[Opening TEXT FOR ANALYSIS section]
City staff will recommend this fall that Vancouver's two viaducts – remnants of a commuter route between the downtown and the east – should be taken down.
So far, the reaction has been more positive than when the idea was first proposed three years ago.
"Engineers have found no new arguments against replacing them," said Councillor Geoff Meggs, a proponent of the idea because it would free up city land under the viaducts to be used for parks and low-cost housing. "A firm decision has to be made, and they will be recommending replacement."
The viaducts, built in the 1960s, are the vestigial parts of a once-grand plan to build a freeway through downtown Vancouver and would need $50-million to $60-million in upgrades to make them earthquake-proof. Removing them would only add a couple of minutes to commute times, according to city staff.
The official report isn't expected at council for a vote until the end of September. But planners and engineers have been visiting interested groups since late June, showing them the information they have gathered about the impact on traffic patterns, the cost of keeping the viaducts and the proposed east-connecting commuter route that would create a new link between Georgia Street and Expo Boulevard.
The first phase of the plan would see the removal of the eastern end of the viaducts, which cross over Main Street and then slope down to Prior Street. The viaducts would then come down at Main, freeing up two city-owned blocks.
[Closing TEXT FOR ANALYSIS section]
[Opening SUPPLIED DATA section]
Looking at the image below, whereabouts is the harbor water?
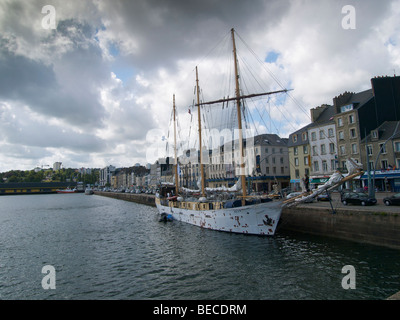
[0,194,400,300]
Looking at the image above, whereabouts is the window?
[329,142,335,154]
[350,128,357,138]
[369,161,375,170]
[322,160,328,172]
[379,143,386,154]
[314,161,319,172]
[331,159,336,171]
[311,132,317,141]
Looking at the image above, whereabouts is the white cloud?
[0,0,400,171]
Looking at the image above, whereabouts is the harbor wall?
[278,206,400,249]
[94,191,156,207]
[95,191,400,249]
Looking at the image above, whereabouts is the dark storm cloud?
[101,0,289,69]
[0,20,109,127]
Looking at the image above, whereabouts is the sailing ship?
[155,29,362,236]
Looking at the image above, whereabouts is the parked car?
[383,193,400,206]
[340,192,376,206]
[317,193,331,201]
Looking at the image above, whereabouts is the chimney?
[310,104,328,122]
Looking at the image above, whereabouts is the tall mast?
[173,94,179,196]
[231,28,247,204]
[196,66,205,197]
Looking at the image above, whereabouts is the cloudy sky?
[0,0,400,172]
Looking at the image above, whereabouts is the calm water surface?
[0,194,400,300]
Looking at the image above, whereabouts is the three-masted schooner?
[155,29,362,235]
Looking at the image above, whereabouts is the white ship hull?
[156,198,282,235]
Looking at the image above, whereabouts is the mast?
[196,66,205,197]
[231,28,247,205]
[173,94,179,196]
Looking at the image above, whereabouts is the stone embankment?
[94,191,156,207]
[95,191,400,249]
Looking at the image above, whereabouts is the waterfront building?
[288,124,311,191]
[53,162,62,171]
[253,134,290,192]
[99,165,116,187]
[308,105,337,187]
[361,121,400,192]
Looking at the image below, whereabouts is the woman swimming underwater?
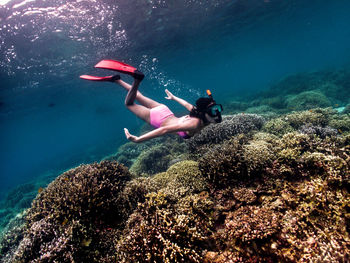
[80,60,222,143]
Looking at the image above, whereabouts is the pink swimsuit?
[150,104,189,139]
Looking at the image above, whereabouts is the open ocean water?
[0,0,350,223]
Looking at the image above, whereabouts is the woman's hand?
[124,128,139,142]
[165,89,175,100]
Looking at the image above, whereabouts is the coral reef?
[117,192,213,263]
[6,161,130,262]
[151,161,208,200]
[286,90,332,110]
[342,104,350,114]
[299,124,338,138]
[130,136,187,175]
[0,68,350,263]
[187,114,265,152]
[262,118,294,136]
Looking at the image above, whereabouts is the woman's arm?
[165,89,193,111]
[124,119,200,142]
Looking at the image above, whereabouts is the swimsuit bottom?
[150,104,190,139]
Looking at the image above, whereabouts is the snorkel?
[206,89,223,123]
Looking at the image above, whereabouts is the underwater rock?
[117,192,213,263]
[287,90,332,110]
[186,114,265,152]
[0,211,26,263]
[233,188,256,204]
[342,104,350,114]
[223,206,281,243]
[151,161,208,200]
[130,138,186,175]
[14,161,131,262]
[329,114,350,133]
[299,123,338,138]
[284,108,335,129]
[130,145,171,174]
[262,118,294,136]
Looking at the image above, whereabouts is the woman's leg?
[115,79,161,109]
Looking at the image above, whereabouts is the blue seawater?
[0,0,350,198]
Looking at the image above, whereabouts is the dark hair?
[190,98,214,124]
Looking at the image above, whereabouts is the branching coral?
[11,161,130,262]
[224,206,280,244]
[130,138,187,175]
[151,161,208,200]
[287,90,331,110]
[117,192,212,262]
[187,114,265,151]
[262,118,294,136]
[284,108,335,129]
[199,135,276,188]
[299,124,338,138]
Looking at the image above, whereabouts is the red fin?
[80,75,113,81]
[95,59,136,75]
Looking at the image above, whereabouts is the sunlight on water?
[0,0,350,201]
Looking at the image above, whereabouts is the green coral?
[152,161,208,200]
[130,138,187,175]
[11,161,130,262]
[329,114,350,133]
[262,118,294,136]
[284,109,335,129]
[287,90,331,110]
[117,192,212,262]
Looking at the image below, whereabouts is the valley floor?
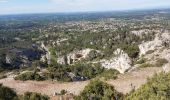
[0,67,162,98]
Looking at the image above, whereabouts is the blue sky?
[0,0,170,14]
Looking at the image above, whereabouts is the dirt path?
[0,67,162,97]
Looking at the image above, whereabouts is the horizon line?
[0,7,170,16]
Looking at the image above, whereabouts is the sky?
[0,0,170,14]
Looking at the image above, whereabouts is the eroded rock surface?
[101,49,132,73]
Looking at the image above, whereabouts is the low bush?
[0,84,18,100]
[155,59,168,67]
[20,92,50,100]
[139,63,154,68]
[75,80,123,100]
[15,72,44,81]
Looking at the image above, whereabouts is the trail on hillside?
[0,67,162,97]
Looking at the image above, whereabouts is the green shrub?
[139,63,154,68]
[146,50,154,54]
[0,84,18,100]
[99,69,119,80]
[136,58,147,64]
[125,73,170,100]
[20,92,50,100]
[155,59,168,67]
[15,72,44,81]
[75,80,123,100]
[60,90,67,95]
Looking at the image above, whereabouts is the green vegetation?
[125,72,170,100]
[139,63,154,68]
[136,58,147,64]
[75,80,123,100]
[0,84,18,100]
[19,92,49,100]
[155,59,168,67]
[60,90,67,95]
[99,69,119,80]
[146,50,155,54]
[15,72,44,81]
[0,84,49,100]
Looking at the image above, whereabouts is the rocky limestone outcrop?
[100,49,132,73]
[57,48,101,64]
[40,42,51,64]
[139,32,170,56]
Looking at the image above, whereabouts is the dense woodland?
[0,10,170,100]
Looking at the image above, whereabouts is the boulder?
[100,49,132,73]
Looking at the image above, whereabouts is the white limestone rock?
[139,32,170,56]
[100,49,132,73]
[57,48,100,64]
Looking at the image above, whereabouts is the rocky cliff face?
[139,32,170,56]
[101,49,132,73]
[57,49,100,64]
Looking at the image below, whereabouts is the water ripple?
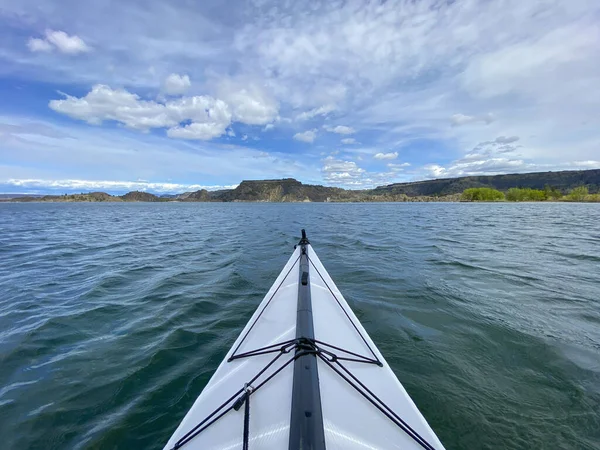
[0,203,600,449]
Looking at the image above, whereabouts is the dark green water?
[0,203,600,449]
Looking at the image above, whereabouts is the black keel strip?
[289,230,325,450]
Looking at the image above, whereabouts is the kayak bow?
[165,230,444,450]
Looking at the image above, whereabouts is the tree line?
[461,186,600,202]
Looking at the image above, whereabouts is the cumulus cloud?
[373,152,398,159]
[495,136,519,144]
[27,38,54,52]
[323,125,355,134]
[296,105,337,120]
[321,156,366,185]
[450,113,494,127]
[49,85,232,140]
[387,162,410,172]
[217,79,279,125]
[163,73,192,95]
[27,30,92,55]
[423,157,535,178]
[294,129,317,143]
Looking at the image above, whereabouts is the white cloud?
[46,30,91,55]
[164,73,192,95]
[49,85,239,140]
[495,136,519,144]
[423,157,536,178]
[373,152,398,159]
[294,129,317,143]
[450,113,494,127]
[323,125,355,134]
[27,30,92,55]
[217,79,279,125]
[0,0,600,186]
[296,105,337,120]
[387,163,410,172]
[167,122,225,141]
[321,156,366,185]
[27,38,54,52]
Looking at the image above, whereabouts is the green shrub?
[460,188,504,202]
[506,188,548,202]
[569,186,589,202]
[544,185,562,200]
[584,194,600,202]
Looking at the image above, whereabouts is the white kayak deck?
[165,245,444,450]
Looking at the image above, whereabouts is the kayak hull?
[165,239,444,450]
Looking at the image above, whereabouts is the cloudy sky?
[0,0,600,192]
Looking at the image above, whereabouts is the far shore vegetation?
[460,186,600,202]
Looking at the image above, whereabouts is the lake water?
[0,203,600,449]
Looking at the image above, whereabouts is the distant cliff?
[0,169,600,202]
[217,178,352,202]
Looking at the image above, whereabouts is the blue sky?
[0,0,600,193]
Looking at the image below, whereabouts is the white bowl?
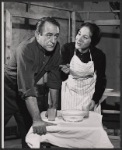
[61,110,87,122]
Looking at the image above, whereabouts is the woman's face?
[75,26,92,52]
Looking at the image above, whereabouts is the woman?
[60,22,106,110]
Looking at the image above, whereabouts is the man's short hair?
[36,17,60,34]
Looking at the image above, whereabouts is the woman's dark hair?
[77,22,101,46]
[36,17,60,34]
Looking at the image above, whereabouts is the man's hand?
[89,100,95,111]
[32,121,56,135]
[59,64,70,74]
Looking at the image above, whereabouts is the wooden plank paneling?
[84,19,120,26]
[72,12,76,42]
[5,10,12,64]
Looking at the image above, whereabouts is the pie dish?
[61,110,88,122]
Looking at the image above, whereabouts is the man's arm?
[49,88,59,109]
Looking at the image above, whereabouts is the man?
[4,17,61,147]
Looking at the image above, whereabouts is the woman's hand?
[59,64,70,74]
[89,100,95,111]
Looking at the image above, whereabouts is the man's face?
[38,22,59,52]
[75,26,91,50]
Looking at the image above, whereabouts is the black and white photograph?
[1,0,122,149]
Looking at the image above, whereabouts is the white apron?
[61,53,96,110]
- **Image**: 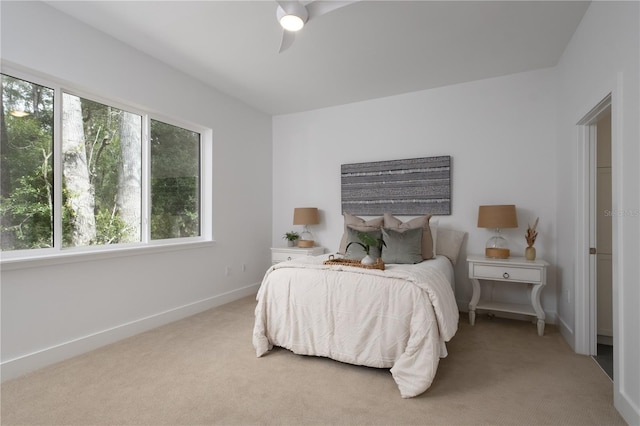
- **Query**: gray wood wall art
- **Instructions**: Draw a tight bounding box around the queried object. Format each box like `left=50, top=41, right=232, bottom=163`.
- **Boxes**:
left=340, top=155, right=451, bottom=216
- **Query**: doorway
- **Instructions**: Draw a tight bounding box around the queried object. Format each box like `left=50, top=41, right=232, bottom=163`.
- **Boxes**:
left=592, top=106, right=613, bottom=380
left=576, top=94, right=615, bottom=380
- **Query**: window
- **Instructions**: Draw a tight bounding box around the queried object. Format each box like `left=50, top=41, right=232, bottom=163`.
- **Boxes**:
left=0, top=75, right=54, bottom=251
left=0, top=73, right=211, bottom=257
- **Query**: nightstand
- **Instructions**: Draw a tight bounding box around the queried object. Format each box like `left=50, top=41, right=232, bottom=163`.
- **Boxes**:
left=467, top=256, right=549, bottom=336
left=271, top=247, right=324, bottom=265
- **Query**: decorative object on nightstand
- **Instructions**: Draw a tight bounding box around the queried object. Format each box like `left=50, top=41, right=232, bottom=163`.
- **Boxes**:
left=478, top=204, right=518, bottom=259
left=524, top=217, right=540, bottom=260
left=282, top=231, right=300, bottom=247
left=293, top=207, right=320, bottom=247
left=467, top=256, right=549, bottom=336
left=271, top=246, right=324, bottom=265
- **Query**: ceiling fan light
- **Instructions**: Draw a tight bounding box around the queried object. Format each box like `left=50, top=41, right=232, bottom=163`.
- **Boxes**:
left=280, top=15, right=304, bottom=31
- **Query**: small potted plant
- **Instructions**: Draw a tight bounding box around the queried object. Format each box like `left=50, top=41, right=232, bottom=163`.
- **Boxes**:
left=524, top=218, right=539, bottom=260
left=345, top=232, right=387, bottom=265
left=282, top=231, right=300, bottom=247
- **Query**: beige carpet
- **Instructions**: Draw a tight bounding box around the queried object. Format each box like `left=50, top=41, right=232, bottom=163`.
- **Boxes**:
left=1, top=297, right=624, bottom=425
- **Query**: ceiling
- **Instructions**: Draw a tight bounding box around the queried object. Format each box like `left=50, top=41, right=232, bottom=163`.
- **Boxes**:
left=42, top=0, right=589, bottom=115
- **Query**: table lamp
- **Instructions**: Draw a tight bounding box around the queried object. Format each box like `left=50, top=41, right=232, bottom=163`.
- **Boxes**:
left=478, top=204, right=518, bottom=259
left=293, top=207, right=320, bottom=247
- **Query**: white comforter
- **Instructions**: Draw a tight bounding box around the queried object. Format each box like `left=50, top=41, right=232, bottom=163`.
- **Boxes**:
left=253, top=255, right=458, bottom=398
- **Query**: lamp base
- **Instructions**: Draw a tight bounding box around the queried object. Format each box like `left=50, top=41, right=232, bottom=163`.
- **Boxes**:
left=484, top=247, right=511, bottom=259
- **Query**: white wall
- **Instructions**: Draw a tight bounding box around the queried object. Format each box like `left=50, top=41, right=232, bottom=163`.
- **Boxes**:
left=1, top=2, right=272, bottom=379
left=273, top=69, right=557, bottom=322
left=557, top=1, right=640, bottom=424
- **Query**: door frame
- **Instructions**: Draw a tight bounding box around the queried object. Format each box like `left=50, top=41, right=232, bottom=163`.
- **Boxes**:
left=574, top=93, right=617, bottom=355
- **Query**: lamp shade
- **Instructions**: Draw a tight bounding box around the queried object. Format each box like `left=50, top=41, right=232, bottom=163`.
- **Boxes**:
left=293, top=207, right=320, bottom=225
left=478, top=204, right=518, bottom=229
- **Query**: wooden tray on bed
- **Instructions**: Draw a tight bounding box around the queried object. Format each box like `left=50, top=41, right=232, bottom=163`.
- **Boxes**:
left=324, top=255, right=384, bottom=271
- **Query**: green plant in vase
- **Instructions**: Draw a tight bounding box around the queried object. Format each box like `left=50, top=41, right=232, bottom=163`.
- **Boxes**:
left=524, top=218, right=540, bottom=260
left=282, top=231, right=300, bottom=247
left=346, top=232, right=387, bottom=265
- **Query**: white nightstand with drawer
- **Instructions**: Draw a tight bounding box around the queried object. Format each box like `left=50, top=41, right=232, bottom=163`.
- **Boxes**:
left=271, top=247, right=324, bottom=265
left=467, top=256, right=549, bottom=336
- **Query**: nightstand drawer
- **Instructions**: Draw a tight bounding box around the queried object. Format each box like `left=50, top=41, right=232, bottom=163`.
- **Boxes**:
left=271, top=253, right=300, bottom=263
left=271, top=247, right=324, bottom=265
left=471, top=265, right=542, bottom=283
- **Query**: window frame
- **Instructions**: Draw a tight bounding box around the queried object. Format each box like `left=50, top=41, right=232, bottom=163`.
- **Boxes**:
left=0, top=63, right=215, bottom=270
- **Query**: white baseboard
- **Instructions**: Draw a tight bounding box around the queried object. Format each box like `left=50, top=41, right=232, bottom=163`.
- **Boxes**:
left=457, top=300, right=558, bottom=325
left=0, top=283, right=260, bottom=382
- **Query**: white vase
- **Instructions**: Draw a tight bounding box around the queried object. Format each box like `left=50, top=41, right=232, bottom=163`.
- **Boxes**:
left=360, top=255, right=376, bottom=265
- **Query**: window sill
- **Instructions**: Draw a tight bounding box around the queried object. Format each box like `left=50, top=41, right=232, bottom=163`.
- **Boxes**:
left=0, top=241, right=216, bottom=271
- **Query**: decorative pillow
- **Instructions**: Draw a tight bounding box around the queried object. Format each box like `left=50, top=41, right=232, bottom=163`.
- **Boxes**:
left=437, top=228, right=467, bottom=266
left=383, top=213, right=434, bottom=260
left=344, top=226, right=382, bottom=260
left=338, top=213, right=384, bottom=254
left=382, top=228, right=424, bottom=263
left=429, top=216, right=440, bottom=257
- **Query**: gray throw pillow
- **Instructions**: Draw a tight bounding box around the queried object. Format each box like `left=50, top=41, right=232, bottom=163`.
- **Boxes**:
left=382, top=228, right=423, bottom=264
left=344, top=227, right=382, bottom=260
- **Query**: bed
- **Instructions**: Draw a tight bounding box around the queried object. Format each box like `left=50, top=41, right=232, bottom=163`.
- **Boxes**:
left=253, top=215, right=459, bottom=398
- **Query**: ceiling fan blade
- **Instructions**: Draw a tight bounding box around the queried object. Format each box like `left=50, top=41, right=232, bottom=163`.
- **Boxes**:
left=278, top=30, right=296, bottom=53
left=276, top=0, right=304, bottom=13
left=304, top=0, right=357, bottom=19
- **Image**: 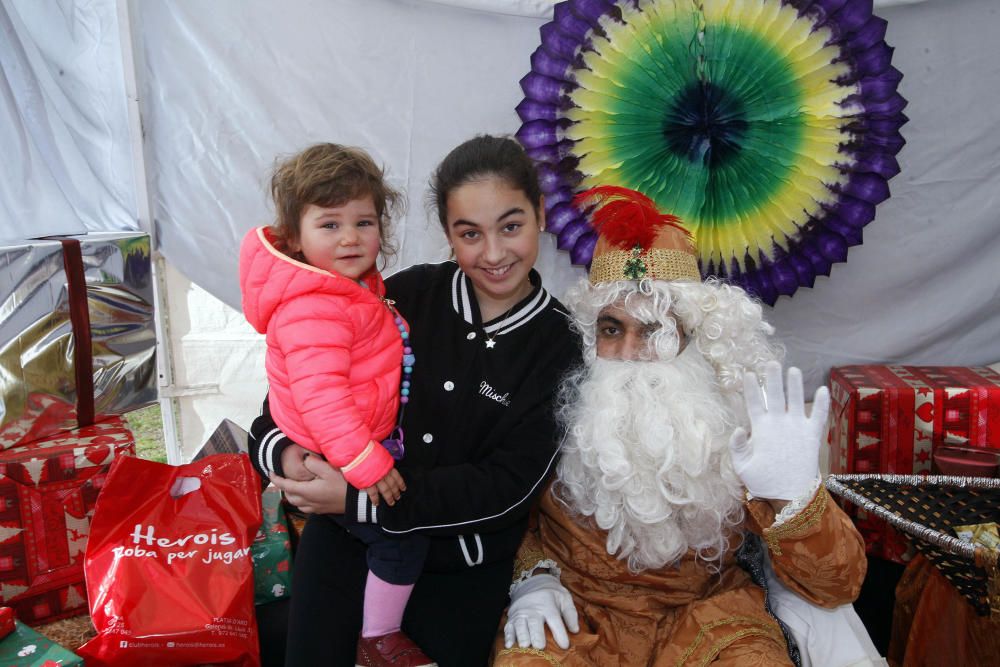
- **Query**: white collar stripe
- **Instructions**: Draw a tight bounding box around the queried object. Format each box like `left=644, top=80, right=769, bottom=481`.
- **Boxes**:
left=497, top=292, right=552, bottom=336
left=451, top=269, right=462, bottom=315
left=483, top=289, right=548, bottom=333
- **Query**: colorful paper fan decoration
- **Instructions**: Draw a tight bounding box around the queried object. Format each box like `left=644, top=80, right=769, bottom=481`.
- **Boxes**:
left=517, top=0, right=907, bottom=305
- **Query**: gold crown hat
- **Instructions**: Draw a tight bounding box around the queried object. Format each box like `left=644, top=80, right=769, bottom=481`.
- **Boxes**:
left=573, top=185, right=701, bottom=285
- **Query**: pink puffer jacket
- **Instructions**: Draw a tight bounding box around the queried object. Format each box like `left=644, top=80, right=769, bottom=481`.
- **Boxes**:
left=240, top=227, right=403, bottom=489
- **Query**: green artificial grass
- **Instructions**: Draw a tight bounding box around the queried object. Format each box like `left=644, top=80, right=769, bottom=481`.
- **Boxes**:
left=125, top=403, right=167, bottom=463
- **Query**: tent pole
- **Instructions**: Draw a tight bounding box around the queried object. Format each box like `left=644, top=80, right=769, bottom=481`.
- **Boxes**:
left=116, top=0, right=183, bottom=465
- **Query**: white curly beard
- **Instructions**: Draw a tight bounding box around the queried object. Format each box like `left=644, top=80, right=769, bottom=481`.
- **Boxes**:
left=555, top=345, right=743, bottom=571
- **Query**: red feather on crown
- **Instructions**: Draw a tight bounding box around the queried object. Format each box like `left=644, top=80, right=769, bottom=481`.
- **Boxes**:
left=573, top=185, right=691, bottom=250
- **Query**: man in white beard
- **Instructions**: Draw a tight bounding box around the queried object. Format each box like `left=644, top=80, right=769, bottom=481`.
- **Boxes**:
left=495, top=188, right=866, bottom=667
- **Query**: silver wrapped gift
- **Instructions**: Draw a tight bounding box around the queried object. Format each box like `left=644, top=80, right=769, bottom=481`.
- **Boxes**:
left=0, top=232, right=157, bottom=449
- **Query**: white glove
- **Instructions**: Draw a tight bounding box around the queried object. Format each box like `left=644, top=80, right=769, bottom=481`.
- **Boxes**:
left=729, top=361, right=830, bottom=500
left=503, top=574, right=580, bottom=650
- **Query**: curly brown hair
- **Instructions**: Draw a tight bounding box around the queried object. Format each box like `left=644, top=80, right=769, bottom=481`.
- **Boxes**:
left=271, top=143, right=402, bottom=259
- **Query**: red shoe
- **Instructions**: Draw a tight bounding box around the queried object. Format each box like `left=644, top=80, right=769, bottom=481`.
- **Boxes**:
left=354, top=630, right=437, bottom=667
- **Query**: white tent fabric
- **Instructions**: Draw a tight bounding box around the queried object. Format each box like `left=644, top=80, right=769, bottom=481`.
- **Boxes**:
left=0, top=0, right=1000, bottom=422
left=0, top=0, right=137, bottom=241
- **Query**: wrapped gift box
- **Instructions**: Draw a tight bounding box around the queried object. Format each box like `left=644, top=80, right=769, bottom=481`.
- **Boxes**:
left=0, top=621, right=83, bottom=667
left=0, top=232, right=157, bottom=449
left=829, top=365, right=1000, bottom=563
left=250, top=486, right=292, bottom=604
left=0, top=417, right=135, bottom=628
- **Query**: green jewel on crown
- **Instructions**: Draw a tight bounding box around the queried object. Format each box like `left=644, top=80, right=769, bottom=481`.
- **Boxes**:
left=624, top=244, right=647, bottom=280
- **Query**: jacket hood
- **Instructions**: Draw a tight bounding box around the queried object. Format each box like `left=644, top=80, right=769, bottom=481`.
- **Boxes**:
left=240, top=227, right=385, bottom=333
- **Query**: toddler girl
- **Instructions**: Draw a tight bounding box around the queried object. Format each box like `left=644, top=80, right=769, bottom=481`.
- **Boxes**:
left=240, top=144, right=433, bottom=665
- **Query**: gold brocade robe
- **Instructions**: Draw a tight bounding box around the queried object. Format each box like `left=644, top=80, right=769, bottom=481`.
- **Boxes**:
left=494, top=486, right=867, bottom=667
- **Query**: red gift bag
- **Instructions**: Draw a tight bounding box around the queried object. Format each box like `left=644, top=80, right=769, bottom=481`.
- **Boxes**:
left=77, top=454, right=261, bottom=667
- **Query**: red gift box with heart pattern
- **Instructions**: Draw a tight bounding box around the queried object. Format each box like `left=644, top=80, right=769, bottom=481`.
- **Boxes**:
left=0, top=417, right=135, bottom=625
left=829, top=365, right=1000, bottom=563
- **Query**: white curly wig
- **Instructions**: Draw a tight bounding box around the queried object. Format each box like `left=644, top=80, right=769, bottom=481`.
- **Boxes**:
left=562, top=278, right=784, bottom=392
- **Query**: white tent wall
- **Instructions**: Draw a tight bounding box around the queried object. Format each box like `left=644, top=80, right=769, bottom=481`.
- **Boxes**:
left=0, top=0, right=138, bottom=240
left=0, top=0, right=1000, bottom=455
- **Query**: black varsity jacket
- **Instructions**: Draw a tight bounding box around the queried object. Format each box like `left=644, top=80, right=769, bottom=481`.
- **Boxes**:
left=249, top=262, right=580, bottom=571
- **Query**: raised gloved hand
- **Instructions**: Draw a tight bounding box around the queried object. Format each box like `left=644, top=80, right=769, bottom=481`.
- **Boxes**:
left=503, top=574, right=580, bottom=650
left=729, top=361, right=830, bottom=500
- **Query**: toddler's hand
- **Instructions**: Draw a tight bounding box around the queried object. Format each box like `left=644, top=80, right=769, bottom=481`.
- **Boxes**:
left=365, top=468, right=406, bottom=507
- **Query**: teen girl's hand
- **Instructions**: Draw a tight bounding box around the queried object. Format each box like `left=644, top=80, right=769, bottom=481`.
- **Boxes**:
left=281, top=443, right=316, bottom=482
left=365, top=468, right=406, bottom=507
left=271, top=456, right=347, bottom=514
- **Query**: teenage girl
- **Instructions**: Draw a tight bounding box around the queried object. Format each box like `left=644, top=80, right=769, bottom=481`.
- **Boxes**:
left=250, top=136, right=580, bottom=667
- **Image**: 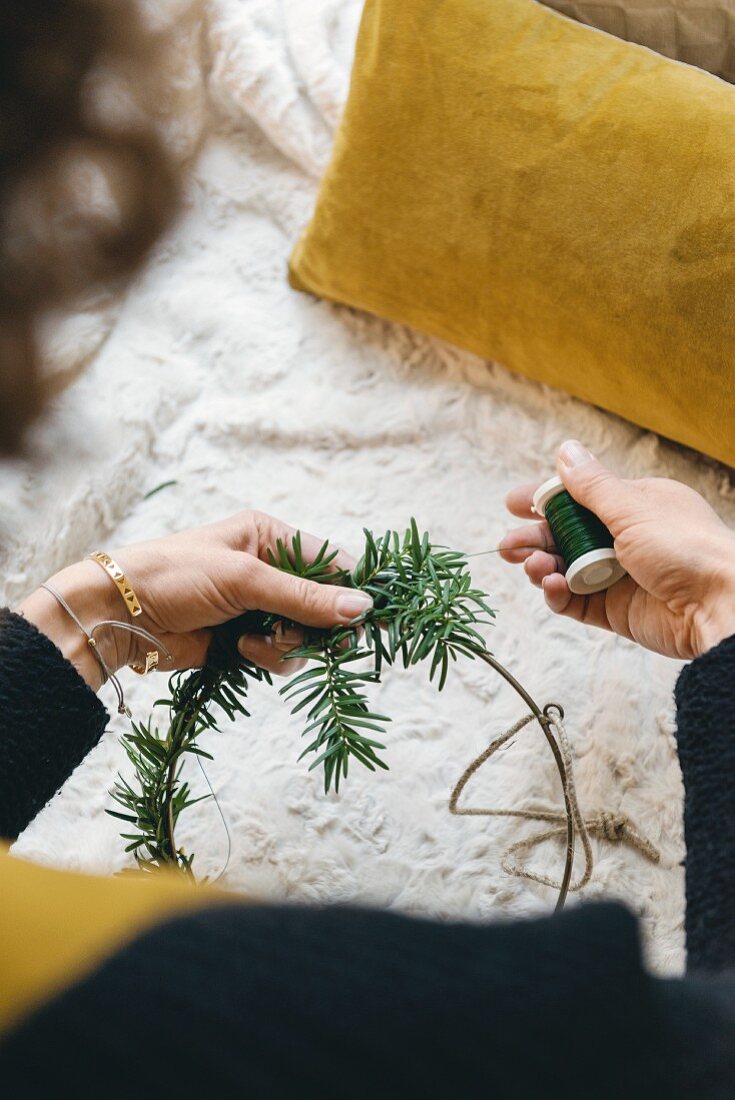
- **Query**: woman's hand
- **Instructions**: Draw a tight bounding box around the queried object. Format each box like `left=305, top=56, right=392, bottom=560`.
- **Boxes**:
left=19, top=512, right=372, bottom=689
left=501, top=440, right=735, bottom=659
[Closing SUPPLIED DATA section]
### TASK ITEM A
Reproduce the part of the article on Vancouver's viaducts that opens with the words containing "City staff will" and closes with "three years ago.".
### TASK ITEM B
List every street or boulevard named in the article on Vancouver's viaducts.

### TASK SOLUTION A
City staff will recommend this fall that Vancouver's two viaducts – remnants of a commuter route between the downtown and the east – should be taken down.
So far, the reaction has been more positive than when the idea was first proposed three years ago.

### TASK SOLUTION B
Main Street, Prior Street, Georgia Street, Expo Boulevard